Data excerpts
+ + + + + + +

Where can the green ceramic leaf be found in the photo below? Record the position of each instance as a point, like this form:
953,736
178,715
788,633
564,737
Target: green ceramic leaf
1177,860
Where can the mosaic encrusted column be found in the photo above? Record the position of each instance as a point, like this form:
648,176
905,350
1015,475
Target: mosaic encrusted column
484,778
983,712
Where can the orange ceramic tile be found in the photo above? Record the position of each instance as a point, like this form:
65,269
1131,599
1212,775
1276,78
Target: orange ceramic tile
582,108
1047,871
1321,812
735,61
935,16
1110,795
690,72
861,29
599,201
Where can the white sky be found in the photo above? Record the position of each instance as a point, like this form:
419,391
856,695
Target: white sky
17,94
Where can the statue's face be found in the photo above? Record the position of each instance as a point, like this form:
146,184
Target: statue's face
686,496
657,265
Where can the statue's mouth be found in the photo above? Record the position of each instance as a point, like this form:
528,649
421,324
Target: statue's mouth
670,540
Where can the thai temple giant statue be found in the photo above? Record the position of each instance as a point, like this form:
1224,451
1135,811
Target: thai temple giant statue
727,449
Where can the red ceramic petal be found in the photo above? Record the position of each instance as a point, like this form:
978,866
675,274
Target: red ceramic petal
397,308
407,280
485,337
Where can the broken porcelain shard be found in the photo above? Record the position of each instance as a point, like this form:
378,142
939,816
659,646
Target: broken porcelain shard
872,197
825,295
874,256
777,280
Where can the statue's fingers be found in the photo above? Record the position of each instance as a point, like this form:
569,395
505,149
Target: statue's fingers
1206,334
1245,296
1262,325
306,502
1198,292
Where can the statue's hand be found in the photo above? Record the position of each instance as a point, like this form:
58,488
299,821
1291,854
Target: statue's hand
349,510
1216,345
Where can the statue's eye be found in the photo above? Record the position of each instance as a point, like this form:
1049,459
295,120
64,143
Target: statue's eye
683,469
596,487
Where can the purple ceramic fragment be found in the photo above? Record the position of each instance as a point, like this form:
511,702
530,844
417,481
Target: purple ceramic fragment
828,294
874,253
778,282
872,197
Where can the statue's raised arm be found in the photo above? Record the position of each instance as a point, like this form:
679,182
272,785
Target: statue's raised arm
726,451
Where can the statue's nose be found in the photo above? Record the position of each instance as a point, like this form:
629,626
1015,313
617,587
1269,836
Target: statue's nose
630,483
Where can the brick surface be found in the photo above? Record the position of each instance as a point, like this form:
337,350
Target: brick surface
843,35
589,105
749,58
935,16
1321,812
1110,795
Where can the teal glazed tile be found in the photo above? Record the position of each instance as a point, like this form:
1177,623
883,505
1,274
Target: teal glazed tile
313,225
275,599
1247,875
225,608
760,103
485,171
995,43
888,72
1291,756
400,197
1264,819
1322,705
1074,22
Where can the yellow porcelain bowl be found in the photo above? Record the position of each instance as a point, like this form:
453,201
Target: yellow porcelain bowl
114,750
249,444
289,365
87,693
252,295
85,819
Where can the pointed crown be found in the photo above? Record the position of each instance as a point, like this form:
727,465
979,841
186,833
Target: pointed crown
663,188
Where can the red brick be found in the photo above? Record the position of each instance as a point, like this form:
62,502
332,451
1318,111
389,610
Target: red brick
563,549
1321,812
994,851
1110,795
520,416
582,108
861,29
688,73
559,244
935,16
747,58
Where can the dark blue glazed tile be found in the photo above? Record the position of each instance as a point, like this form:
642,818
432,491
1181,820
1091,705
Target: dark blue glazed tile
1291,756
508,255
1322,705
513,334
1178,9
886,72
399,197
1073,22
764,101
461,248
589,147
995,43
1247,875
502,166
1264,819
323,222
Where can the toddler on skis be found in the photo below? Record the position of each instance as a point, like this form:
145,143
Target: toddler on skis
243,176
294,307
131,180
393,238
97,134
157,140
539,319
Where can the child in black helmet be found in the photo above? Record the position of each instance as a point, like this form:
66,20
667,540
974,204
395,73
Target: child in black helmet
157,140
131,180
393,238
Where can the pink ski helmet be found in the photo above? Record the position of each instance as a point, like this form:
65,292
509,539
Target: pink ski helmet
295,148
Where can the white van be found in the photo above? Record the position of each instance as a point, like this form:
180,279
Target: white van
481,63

+ + + + + + +

YOUR OBJECTIVE - The answer must consist of every line from the data that holds the string "below".

ANSWER BOX -
Where can the green ceramic leaf be found in the photo below? Record the position of each instance as a point, like this form:
Where can the toddler on skis be found in the photo below? Record the position of each instance as a point, like this form:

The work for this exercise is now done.